PROVIDED RECORDS:
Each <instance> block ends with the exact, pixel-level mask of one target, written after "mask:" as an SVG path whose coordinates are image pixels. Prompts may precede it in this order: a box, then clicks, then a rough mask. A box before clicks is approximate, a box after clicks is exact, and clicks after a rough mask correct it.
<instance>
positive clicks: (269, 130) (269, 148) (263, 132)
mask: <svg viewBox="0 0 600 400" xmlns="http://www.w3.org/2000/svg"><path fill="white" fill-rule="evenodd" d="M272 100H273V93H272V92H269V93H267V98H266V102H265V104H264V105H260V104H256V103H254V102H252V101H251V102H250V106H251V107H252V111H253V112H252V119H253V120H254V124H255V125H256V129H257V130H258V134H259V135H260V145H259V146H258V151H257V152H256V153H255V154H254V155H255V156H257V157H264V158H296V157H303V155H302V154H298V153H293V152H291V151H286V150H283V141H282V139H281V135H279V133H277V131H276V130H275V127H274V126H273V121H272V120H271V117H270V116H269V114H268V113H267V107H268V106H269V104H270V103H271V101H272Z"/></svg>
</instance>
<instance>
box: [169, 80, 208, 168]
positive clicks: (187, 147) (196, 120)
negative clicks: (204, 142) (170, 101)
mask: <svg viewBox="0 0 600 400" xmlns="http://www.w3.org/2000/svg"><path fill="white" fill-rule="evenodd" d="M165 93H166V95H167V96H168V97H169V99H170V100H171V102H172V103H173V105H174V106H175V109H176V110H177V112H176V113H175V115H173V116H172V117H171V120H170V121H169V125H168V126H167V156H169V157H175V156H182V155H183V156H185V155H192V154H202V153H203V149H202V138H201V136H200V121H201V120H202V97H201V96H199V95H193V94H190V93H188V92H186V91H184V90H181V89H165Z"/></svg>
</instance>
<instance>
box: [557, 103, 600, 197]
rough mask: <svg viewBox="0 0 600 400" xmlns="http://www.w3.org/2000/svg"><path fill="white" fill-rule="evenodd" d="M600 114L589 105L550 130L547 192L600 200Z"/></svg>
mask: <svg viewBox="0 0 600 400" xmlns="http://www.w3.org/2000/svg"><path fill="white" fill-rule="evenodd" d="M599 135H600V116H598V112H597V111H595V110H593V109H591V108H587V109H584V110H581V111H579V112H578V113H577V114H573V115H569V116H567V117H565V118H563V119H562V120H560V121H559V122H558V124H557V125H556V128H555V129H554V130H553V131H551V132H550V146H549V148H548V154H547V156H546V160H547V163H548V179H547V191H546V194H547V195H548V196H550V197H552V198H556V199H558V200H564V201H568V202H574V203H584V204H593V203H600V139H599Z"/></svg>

--

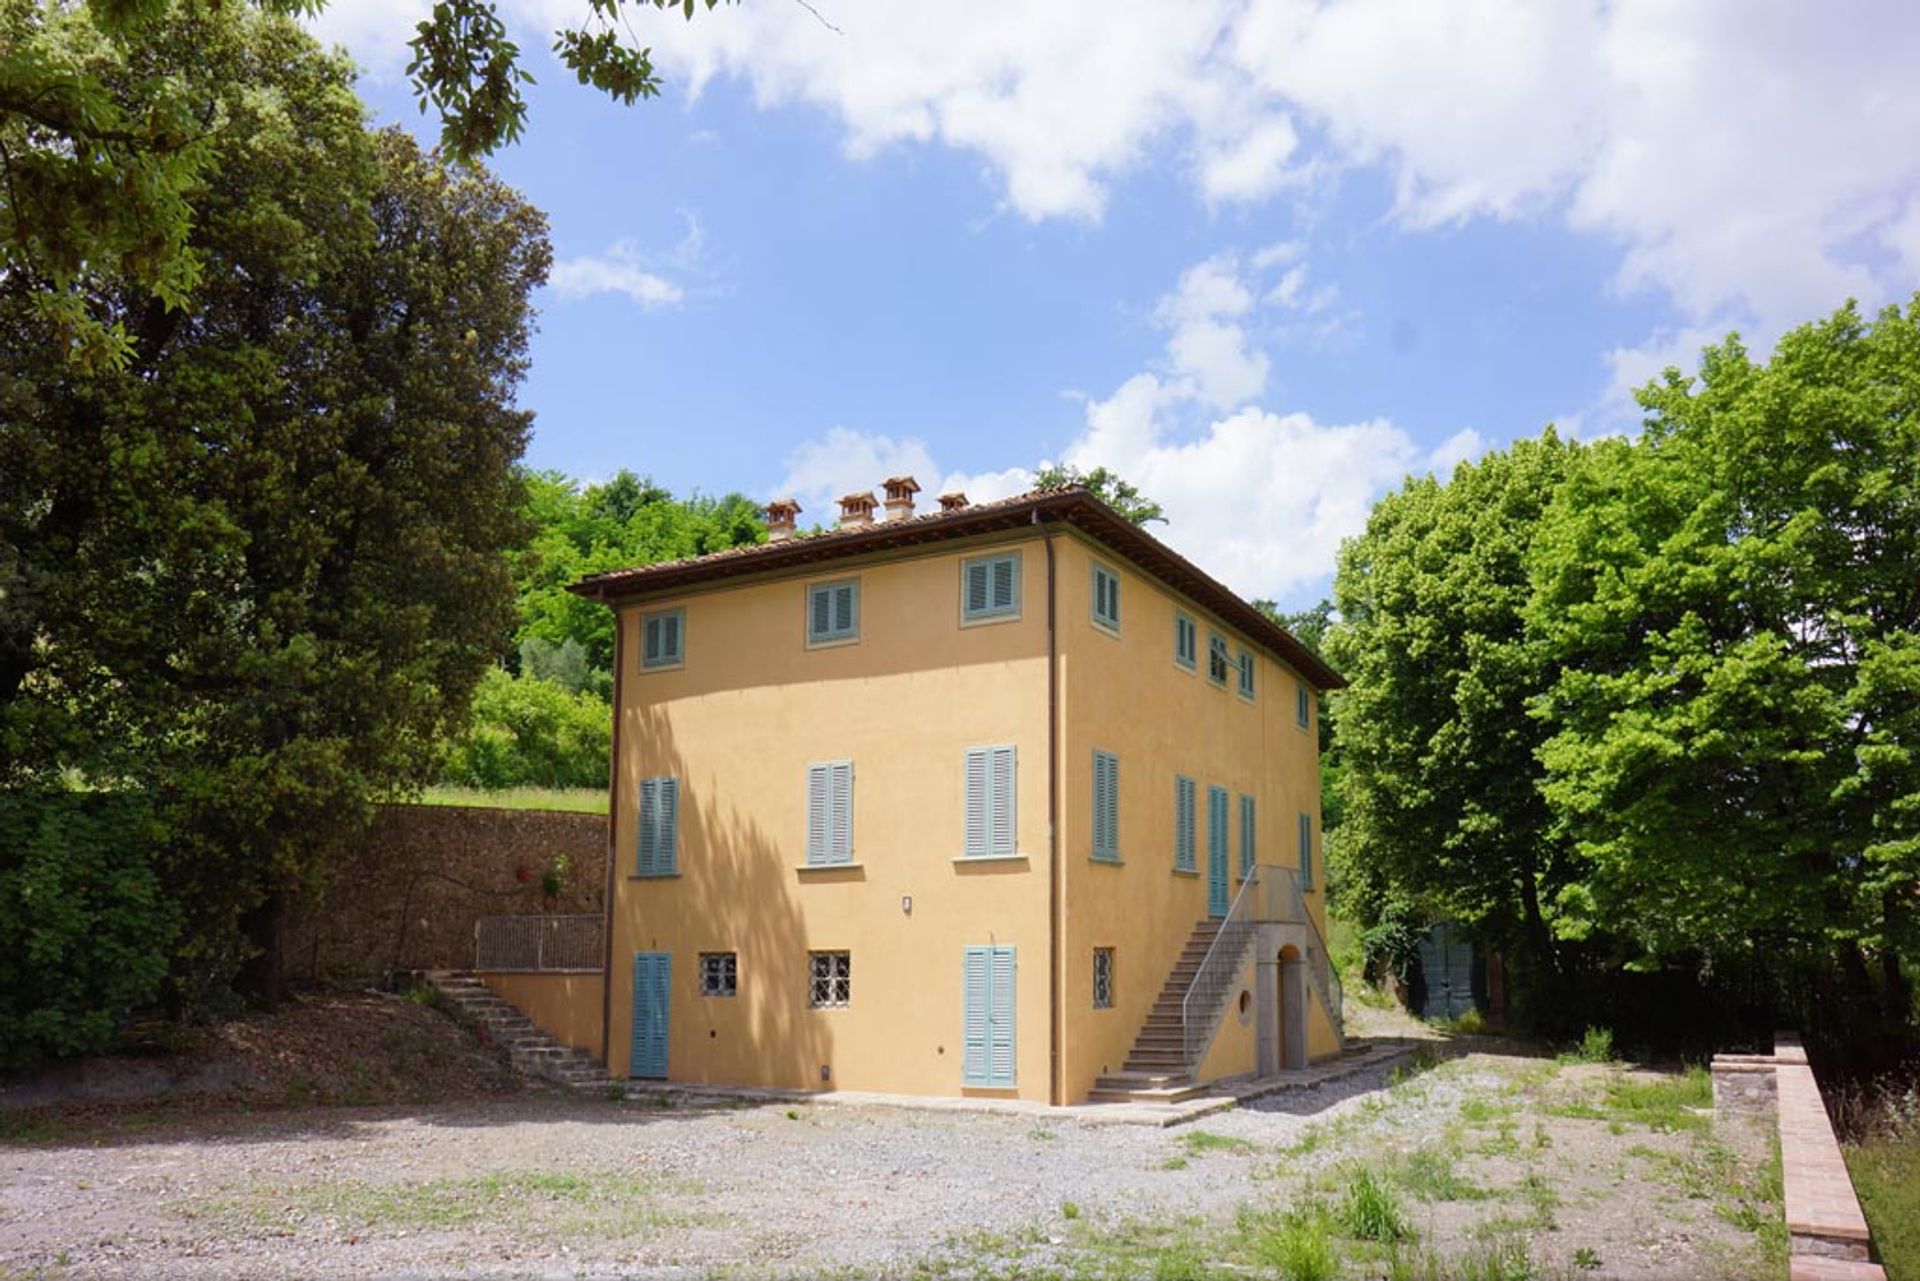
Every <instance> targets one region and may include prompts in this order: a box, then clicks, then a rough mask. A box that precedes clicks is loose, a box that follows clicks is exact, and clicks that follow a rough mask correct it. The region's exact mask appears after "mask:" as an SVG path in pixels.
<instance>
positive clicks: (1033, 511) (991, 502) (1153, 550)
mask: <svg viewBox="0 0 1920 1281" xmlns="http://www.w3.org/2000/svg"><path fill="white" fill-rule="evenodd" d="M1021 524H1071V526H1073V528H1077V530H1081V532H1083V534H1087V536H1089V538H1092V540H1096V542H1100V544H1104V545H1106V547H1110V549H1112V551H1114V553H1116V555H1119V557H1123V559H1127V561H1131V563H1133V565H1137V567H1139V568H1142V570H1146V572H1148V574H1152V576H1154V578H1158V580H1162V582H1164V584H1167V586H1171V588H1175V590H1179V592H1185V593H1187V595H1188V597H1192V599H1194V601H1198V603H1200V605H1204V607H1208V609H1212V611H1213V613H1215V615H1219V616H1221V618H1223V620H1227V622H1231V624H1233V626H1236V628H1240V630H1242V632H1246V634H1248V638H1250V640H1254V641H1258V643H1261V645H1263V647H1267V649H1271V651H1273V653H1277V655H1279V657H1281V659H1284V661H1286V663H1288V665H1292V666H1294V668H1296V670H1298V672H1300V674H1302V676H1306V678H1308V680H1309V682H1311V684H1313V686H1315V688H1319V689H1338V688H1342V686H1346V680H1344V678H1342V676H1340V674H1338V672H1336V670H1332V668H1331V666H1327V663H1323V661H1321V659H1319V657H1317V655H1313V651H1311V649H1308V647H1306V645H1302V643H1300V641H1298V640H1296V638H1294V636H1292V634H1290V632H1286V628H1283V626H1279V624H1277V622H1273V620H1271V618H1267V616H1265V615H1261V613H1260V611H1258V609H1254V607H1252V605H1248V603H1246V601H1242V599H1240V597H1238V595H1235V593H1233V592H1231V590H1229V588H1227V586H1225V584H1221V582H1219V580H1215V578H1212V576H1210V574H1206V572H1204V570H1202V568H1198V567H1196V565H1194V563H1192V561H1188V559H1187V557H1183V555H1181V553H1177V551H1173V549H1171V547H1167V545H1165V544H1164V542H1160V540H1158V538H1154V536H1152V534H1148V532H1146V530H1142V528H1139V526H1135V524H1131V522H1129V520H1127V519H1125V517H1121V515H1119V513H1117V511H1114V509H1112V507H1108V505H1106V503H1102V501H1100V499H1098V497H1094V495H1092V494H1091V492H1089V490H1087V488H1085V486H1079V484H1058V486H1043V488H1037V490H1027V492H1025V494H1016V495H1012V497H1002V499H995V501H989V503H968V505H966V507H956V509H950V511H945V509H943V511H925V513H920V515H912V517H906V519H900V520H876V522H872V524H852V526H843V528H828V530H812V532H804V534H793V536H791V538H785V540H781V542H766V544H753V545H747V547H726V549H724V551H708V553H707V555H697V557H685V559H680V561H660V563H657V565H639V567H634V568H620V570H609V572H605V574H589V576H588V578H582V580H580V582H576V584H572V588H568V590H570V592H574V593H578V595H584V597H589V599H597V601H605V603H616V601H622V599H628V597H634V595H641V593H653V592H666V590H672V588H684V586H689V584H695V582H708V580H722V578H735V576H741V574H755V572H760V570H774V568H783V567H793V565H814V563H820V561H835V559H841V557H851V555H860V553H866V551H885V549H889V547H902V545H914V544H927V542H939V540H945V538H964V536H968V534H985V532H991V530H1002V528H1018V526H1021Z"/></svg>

* * *

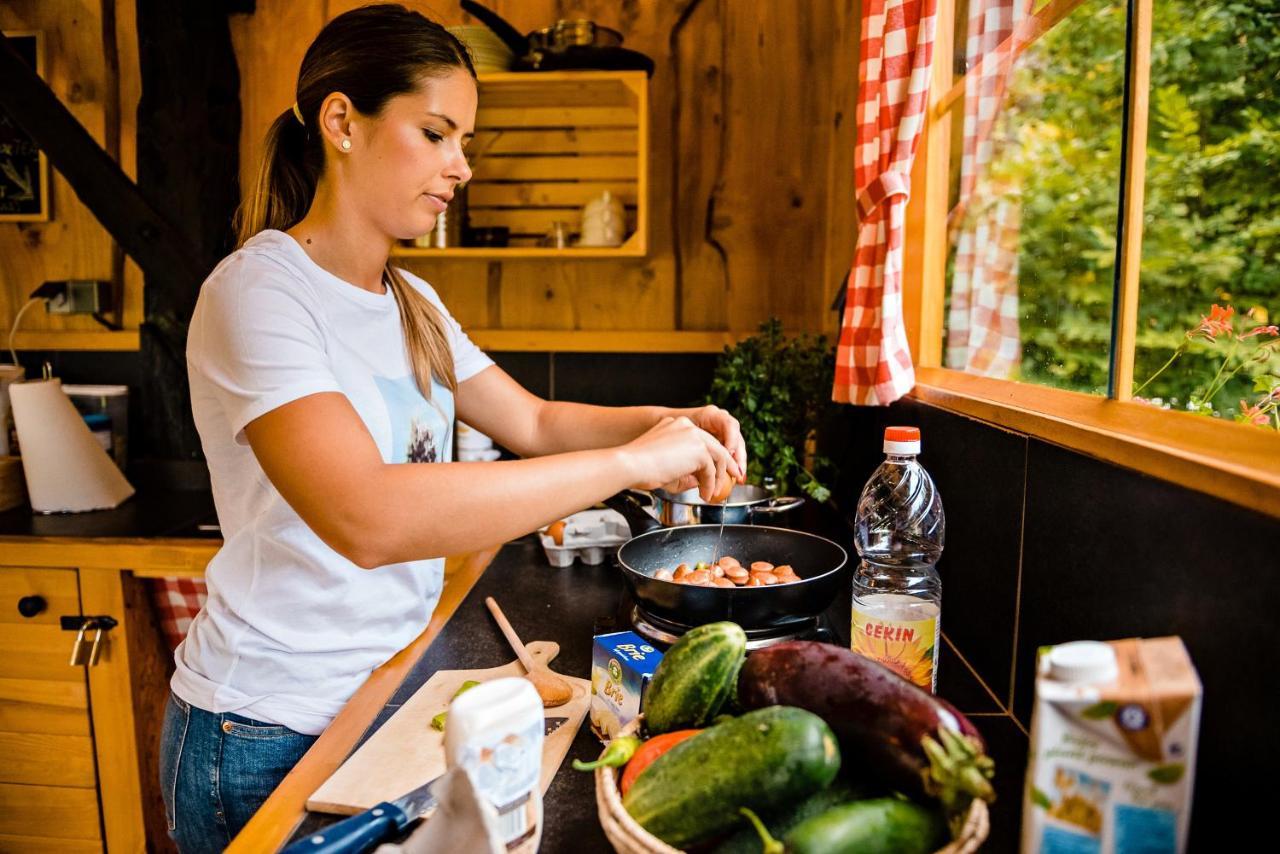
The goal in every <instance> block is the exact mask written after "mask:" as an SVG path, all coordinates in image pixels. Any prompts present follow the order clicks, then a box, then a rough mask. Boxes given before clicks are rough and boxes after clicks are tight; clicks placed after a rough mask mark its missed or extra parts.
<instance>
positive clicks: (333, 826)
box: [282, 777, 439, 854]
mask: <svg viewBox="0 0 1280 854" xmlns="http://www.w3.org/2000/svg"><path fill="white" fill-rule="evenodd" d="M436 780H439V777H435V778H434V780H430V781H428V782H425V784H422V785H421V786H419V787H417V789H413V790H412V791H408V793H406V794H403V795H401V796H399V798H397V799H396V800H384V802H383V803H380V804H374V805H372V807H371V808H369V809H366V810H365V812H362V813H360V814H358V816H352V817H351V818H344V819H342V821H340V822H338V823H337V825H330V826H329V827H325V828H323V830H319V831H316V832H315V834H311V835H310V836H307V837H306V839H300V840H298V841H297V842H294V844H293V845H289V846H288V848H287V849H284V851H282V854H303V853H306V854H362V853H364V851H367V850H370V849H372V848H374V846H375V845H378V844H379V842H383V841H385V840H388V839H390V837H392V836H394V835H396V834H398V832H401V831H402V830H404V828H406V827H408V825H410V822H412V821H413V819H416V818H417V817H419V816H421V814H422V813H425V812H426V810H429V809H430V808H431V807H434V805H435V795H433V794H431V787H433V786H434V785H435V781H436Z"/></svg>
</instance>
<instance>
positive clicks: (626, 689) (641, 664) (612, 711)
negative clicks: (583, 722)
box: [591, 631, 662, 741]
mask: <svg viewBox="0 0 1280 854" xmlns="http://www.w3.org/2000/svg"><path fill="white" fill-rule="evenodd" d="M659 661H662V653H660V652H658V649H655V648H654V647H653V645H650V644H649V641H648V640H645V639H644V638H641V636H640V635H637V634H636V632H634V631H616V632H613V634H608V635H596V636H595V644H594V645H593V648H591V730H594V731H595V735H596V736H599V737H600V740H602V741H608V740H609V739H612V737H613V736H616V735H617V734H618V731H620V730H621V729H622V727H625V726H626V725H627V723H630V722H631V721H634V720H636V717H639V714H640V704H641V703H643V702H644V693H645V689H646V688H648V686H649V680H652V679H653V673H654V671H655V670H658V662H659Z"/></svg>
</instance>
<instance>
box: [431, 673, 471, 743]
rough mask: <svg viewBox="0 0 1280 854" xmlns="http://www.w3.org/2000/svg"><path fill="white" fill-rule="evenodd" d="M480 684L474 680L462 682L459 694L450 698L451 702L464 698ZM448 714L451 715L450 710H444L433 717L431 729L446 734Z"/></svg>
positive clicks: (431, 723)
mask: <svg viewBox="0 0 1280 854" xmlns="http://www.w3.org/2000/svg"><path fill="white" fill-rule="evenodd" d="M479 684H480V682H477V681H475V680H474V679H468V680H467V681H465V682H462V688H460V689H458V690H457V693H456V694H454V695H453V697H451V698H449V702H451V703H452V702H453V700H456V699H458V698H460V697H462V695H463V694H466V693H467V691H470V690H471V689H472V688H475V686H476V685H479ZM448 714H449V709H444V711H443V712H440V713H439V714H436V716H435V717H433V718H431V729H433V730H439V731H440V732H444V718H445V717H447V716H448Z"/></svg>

WORK ITEM:
For the lines above, output exactly those from the line containing "box: [431, 673, 471, 743]" through the line containing "684L474 680L462 682L459", and skip the others.

SOLUTION BELOW:
box: [431, 673, 471, 743]
rough mask: <svg viewBox="0 0 1280 854" xmlns="http://www.w3.org/2000/svg"><path fill="white" fill-rule="evenodd" d="M480 684L474 680L462 682L459 694L450 698L451 702L464 698ZM448 714L451 715L450 710H444L433 717L431 729L446 734Z"/></svg>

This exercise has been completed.